TASK BRIEF:
Your task is to restate every entry below word for word and omit the images.

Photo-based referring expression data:
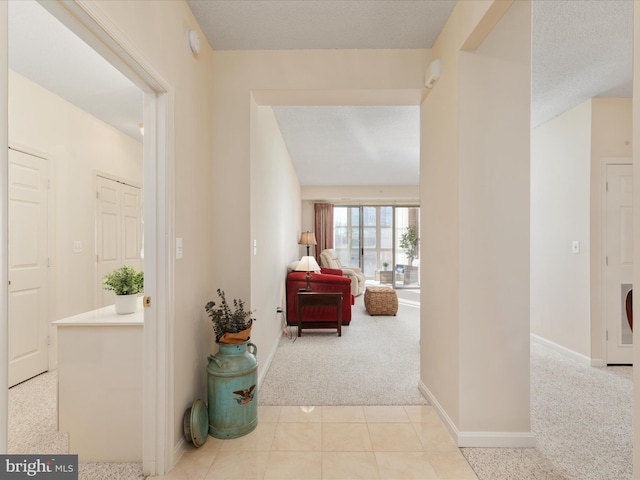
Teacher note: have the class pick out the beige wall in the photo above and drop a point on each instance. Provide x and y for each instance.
(253, 187)
(159, 42)
(76, 145)
(568, 154)
(275, 228)
(560, 177)
(636, 232)
(475, 209)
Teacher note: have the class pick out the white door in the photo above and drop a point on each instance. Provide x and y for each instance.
(618, 262)
(28, 266)
(118, 230)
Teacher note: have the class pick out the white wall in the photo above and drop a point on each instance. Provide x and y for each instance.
(155, 34)
(636, 232)
(566, 205)
(275, 228)
(560, 194)
(76, 145)
(475, 217)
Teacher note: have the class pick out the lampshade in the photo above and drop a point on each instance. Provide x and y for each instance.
(307, 238)
(308, 264)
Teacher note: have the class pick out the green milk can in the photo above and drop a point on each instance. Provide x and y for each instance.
(233, 392)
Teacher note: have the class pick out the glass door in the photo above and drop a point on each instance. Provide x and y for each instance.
(367, 237)
(347, 234)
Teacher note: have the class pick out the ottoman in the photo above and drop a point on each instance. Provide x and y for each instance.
(381, 301)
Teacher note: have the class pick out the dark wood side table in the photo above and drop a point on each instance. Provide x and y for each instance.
(319, 299)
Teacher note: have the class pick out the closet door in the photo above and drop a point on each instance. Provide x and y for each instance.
(118, 231)
(28, 266)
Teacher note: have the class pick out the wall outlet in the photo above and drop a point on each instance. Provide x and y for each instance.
(178, 248)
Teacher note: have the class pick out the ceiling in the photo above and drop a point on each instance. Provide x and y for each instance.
(580, 49)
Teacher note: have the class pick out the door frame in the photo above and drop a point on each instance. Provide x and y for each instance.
(90, 23)
(603, 251)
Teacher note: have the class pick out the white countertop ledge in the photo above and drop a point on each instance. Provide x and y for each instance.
(104, 317)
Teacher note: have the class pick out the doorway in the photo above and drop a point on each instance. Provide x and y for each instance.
(28, 303)
(89, 24)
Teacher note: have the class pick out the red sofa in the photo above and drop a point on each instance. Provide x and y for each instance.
(329, 280)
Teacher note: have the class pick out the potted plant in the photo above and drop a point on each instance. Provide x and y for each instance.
(409, 243)
(126, 283)
(231, 325)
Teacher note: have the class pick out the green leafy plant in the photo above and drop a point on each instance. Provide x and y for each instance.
(124, 281)
(409, 243)
(226, 319)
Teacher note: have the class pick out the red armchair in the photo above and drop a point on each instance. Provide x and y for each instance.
(329, 280)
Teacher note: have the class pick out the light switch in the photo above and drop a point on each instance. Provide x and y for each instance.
(178, 248)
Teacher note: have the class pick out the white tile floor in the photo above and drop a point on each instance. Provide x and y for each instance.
(390, 442)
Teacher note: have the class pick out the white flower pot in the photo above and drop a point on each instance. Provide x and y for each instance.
(126, 304)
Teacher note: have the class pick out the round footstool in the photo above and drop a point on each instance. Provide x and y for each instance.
(381, 301)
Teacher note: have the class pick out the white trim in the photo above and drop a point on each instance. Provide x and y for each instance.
(87, 20)
(606, 161)
(561, 349)
(4, 200)
(478, 439)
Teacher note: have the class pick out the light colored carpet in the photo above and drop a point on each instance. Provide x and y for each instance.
(375, 362)
(33, 429)
(581, 417)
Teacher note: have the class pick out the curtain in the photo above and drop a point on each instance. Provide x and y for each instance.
(323, 227)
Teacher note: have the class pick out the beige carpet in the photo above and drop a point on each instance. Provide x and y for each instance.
(33, 429)
(581, 417)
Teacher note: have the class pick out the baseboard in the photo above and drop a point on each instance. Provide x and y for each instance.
(564, 350)
(478, 439)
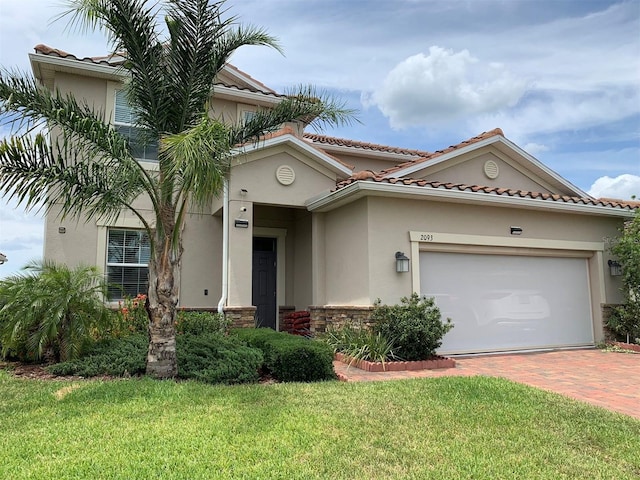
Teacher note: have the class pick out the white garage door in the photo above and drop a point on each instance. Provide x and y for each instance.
(505, 302)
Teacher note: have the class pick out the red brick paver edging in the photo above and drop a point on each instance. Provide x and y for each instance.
(607, 379)
(431, 364)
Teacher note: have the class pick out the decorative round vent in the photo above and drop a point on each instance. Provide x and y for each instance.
(491, 169)
(285, 175)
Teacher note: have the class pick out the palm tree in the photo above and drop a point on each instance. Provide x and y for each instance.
(89, 172)
(51, 310)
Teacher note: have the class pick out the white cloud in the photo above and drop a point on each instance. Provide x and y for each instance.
(444, 86)
(535, 148)
(622, 187)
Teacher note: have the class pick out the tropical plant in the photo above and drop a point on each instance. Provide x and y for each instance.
(51, 310)
(625, 320)
(360, 343)
(89, 172)
(415, 325)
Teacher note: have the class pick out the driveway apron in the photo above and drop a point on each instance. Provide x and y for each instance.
(607, 379)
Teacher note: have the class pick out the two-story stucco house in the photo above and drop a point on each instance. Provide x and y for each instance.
(513, 253)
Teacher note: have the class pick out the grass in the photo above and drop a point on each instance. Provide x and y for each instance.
(449, 427)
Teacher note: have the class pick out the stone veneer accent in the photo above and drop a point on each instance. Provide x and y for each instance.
(283, 311)
(339, 315)
(241, 317)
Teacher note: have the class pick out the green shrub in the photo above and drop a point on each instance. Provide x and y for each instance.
(361, 343)
(197, 323)
(290, 358)
(415, 326)
(51, 311)
(112, 356)
(212, 358)
(131, 317)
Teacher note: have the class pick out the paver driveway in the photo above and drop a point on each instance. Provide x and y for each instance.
(606, 379)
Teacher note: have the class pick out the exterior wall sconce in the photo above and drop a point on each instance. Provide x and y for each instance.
(241, 223)
(402, 262)
(615, 269)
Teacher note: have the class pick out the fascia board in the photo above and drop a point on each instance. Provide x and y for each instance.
(359, 189)
(93, 69)
(298, 145)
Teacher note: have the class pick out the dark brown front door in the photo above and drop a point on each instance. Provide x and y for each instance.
(264, 281)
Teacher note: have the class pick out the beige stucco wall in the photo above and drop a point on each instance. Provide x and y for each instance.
(392, 219)
(347, 255)
(471, 172)
(257, 174)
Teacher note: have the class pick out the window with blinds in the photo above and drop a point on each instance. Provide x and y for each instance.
(124, 122)
(128, 253)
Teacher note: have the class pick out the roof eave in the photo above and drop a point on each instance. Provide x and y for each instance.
(498, 140)
(299, 145)
(360, 189)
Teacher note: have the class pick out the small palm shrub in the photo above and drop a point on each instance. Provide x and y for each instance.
(110, 356)
(360, 343)
(415, 325)
(50, 310)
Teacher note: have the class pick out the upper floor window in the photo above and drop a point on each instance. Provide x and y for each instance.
(124, 121)
(128, 253)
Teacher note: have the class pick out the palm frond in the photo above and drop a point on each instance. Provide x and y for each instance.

WORKED SOLUTION:
Teacher note: have the class pick out the beige wall in the photo above and drop a point on each instance. Provide x and y for each instance.
(253, 187)
(159, 42)
(76, 145)
(568, 154)
(275, 228)
(560, 177)
(636, 232)
(475, 209)
Teacher note: have the class pick out the white door in the photo above and drop a point on each instance. Provide x and y for each instance.
(618, 262)
(28, 266)
(118, 230)
Teacher note: have the class pick out the white wall in the photo above and drop a point on each instance. Provide x and y for each instance.
(155, 34)
(636, 232)
(566, 205)
(275, 228)
(560, 194)
(76, 145)
(475, 217)
Teacher note: have the class pick out the lampshade in the photo above and drop a point on each instance. Provide x and y for each instance.
(307, 238)
(308, 264)
Teacher note: have the class pick out the green milk can in the photo above and drop a point on each instance. Provide x and y for each instance.
(233, 392)
Teacher note: have the class pick out the glass door in the photo above and drop a point on each instance. Provide x and y for each instance.
(367, 237)
(347, 234)
Teacher note: have the class pick out the ottoman in the photo above and drop a point on each instance. Provide x and y for each instance.
(381, 301)
Teacher note: have the class pick out the dark wood side table in the photo above and drop a point on each instance. Provide x and y for each instance.
(319, 299)
Teacher note: have the class pick out the closet door in the photo above and drop a point on each instance. Provide x and y for each instance.
(118, 231)
(28, 266)
Teacher note: have the class pick out the wall outlet in the photo above and drop a point on each instance. Provide x and y for each instance.
(178, 248)
Teacher note: have the class pick out the ceiling in the photo above and drop a point on each instance. Provide x and y for each instance.
(580, 49)
Teacher note: have the class pick out the door frame in the photo above and drop a point on each instance. Provide x and y for each instance.
(90, 23)
(603, 251)
Teacher note: have the class pick out the white countertop ledge in the photo above and drop a point on each instance. Provide x and y for each instance.
(104, 317)
Teacher note: have the class pick out the doorway in the photo above and drop a point on each instance. Provide x and y for each instance.
(28, 303)
(89, 24)
Teacher note: have the class pick out the red sofa in the photo above and drop a point on each instance. Provide x and y for each instance.
(329, 280)
Teacher note: have the class pick out the potted plant in the photo above and drop a point on each instance. Provide x and y for each instance.
(409, 243)
(126, 283)
(231, 325)
Teacher note: have the class pick out the green leafy plant in the photo above and drop a point on each instance. Provide x and y for each instance.
(124, 281)
(409, 243)
(226, 319)
Teacher note: have the class pick out the red armchair in the photo above and drop a point on each instance. Provide x and y for each instance.
(329, 280)
Teacher note: have the class pick out the light switch in the photo above and drop a point on each instance. Provide x and y for each instance.
(178, 248)
Teacher note: have the class pick out the white tile floor in the photo above and drop a point on each instance. Provide x and y for each instance.
(390, 442)
Teacher note: have the class pick out the white flower pot in the photo above and drop a point on each instance. Provide x and y for each instance.
(126, 304)
Teacher note: have the class pick out the round footstool in the photo above and drop a point on each instance. Provide x and y for each instance.
(381, 301)
Teacher note: have the class pick out the white trim in the photo above and drop a point on each instance. Provide x and y for each instance.
(87, 20)
(606, 161)
(561, 349)
(4, 200)
(478, 439)
Teacher note: have the class pick out the light colored carpet in the photo above and drop a point on each instance. Provide x and y for each instance.
(375, 362)
(33, 429)
(581, 417)
Teacher note: have the class pick out the curtain in the photo above and drop a point on each instance. Provide x and y for each instance.
(323, 227)
Teacher note: have the class pick out the beige carpet in the photo above and drop a point on each instance. Provide x and y for each instance.
(33, 429)
(581, 417)
Teacher note: have the class pick out the baseboard in the photo above and drop a point on each instance. Provide x and y for each instance.
(564, 350)
(478, 439)
Teacher note: have the class pick out the white garage door in the photo above and drop a point on each instance. Provide x and y for each instance.
(505, 302)
Teacher note: have the class pick out the red brick paver edging in the photo above and drop a point on each instance. Provide x and y for each instance.
(607, 379)
(431, 364)
Teacher note: have the class pick out the decorative round vent in the photo above and drop a point on each instance. Provide x and y for each instance.
(491, 169)
(285, 175)
Teacher note: have the class pick out the palm tree in the photo above and drop a point on each instance. Provide x and y for each instance.
(89, 172)
(51, 310)
Teacher note: have the class pick out the white cloud in the photo above and drop a point on each instance. Provide x and y for each instance.
(444, 86)
(535, 148)
(622, 187)
Teacher note: have the class pick out the tropical plant in the photo above and drop a point on each instance. Provide x and y for each instance.
(51, 310)
(625, 320)
(360, 343)
(89, 172)
(415, 325)
Teacher note: have the class pick out the driveway apron in the photo above and drop a point on each instance. Provide x and y for each instance.
(607, 379)
Teacher note: have the class pick out the two-story stucco house in the photo above and drop a point on each instance. Provide x and y for each instance.
(513, 253)
Teacher note: have the class pick out the grass in the photo above and drop a point on each instance. Provide x and y for each instance.
(449, 427)
Teacher note: have the class pick out the stone veneer accent in the photo above and drop a point on each instance. Provide x and y for each instance.
(283, 311)
(339, 315)
(241, 317)
Teacher note: have the class pick out the green shrub in the photo above and drop a point on each instance. Provide x and y for each instance.
(361, 343)
(197, 323)
(290, 358)
(415, 326)
(51, 311)
(112, 356)
(212, 358)
(131, 317)
Teacher note: have the class pick out the paver driveway in the photo above and drop a point on each instance. Provide x and y for each instance.
(606, 379)
Teacher note: have the class pick out the exterior wall sconce in the photo above and drop a point on each instance. Provide x and y for each instance.
(241, 223)
(402, 262)
(615, 269)
Teacher note: have the class pick out the fascia board in the photo above and drop a point on each instance. Provide x and y for each instance.
(359, 189)
(93, 69)
(298, 145)
Teacher note: have the class pick out the dark brown front door in the photo above and drop a point on each instance. Provide x and y for each instance.
(264, 281)
Teacher note: have the class pick out the beige stucco wall in the photo above and drop a point on each instance. Provide x and y for each instance.
(392, 219)
(347, 255)
(471, 172)
(257, 174)
Teacher note: have the class pick out the window with blinds in the photo above and drop a point on each instance. Provide x and y for each instance.
(124, 122)
(128, 253)
Teacher note: have the class pick out the roof eave in the photo above and drop a point on each instance. Provide x and y for each instance.
(498, 140)
(299, 145)
(360, 189)
Teacher note: have the class pick out the small palm shrub in the photo above and drop a point on each instance. Provide x and y for each instance.
(110, 356)
(360, 343)
(415, 325)
(50, 310)
Teacher note: have the class pick out the upper floor window in the photo above and drop a point on each instance. Provide x and y for each instance.
(124, 121)
(128, 253)
Teacher note: have the class pick out the palm frond in the photo above and drop a point on each instance. Provide x and y for each instance.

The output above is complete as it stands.